Excerpts from segmentation lines:
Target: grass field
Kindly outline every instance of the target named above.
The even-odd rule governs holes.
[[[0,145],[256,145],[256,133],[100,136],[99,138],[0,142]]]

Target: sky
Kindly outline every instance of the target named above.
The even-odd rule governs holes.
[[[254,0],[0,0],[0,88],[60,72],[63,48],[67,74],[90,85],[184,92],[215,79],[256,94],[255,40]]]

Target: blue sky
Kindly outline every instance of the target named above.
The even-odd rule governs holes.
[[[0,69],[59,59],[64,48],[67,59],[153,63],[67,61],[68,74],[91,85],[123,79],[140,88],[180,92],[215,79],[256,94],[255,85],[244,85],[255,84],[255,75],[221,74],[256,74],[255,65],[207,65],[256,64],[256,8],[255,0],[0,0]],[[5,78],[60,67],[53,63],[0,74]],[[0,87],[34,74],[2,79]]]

* Goal
Rewrite the lines starting at the one that contains "Target: sky" and ending at the final line, replacing "outline" with "trace" and keeping everything else unchanged.

* Exercise result
Target: sky
Kindly trace every instance of the target named above.
The even-odd rule governs holes.
[[[254,0],[0,0],[0,88],[60,72],[63,48],[67,74],[90,85],[184,92],[215,79],[256,94],[255,40]]]

Target: blue sky
Kindly trace every instance of the target named above.
The even-odd rule governs holes.
[[[0,69],[59,59],[64,48],[67,59],[153,63],[67,61],[68,74],[91,85],[123,79],[140,88],[180,92],[215,79],[256,94],[255,85],[244,85],[255,84],[255,75],[221,74],[256,74],[255,65],[207,65],[256,64],[256,8],[255,0],[0,0]],[[5,78],[60,67],[53,63],[0,74]],[[0,87],[34,74],[2,79]]]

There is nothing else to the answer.